What to produce >> Count the lines below that contain the string "black", treating case as significant, and reply with only that number.

Data for this task >>
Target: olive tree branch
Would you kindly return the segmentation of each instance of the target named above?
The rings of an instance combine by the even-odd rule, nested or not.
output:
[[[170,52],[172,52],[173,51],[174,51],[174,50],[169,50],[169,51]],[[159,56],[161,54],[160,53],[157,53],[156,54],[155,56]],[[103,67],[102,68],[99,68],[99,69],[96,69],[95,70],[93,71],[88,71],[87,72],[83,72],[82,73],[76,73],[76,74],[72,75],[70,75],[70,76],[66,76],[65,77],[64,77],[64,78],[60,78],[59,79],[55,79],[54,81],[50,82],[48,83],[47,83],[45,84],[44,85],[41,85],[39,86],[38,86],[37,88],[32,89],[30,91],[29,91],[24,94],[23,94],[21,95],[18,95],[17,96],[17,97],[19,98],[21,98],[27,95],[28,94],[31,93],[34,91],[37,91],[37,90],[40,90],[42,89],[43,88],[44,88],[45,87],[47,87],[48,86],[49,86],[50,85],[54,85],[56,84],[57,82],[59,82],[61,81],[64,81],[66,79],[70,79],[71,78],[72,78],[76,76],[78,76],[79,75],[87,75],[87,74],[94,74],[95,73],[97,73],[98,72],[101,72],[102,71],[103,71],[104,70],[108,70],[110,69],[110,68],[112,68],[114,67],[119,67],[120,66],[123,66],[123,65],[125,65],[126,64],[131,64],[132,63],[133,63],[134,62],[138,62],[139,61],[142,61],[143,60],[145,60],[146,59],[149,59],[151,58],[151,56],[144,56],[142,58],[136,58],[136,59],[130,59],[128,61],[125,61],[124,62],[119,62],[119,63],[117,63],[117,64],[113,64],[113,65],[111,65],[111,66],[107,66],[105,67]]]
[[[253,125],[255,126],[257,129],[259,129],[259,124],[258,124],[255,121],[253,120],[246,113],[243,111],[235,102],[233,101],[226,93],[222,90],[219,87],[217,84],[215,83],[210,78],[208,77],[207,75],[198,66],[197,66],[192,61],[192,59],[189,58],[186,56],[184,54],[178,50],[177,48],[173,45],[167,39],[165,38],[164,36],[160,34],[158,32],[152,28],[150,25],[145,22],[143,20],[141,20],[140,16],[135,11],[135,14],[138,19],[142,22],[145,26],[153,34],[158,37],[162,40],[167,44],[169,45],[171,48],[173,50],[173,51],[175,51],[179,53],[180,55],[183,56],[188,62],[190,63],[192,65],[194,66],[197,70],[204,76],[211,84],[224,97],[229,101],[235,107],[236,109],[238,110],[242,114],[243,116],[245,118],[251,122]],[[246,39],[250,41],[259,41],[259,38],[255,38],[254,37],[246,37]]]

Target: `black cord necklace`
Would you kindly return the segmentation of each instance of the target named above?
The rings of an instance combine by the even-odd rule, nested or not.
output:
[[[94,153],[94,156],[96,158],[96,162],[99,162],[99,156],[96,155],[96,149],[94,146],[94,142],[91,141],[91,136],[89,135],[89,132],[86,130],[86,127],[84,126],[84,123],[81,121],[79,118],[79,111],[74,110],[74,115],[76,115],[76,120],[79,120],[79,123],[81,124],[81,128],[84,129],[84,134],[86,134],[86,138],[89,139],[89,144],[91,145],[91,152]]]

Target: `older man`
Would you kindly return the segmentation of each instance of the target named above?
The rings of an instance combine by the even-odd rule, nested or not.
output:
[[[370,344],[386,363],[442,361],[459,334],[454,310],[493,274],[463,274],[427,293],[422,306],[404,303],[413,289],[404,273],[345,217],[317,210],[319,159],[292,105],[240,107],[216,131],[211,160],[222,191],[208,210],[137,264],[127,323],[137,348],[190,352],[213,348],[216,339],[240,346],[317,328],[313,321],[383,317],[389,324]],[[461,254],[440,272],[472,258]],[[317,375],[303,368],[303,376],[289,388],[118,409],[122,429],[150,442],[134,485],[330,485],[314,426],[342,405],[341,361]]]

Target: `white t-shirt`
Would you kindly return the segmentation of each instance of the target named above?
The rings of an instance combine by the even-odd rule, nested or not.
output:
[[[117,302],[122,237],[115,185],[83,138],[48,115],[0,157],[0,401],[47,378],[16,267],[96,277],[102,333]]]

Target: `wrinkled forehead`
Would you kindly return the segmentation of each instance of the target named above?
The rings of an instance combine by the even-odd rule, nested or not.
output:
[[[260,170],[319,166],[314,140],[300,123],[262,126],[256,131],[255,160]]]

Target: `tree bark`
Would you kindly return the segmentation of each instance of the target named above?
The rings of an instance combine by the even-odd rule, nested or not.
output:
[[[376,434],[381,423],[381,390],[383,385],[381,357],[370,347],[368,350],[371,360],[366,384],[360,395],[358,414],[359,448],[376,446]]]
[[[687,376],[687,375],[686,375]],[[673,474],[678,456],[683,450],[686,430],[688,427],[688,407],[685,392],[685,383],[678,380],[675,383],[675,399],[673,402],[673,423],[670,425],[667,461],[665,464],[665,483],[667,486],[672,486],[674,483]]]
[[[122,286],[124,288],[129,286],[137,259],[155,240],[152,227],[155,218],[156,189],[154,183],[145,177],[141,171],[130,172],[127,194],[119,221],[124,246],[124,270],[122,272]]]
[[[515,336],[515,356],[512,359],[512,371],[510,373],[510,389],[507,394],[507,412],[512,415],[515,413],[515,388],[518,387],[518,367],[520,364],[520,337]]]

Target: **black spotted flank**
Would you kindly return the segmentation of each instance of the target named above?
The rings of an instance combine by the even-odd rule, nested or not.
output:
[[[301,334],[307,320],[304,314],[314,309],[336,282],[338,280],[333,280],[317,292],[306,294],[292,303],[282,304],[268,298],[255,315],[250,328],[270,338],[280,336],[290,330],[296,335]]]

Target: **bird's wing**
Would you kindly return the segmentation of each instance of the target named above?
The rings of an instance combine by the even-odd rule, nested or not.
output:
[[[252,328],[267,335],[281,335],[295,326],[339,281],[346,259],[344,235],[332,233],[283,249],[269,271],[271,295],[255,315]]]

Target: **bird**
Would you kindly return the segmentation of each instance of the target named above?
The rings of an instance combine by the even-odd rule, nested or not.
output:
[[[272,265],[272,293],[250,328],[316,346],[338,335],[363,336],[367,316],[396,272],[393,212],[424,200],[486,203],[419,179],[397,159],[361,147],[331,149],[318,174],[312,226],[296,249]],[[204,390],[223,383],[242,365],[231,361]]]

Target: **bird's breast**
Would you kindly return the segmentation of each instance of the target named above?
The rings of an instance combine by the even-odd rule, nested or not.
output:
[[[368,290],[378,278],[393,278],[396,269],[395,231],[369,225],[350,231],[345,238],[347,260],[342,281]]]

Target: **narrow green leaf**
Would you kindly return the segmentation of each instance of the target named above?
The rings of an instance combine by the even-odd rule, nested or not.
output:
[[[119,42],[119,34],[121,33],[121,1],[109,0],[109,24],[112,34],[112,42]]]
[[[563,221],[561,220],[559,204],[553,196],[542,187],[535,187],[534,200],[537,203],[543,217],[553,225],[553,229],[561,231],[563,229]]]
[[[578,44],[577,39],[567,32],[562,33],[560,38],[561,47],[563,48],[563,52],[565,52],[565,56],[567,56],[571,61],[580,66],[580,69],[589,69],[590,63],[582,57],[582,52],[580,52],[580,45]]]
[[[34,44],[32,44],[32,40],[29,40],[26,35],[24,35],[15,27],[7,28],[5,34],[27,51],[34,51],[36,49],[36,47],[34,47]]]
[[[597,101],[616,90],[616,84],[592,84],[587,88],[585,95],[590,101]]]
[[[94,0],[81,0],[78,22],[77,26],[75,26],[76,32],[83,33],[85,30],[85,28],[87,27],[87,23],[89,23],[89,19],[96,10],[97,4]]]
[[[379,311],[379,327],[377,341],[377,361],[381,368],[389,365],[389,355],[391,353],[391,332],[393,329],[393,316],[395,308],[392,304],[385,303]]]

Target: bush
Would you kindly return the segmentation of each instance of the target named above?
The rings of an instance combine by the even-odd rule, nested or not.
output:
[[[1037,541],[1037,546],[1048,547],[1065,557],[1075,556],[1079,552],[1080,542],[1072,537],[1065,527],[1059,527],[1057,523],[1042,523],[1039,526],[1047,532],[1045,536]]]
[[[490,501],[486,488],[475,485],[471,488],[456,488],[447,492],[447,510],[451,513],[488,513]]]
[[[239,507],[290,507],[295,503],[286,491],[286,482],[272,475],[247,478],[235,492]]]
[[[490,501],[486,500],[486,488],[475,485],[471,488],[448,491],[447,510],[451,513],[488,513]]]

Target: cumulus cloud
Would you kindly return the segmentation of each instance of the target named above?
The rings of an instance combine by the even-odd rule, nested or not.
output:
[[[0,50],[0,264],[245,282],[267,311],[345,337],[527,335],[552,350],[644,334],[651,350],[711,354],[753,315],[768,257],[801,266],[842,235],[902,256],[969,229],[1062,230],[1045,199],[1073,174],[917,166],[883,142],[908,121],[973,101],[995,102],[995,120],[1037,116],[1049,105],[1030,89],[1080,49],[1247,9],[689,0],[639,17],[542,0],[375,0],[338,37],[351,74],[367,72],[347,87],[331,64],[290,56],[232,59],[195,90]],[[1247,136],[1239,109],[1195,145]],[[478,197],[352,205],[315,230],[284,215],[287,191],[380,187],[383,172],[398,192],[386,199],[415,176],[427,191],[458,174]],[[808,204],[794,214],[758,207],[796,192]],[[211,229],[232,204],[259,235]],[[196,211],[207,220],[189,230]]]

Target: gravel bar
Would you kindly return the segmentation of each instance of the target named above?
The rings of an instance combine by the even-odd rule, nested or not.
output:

Solved exercise >> 2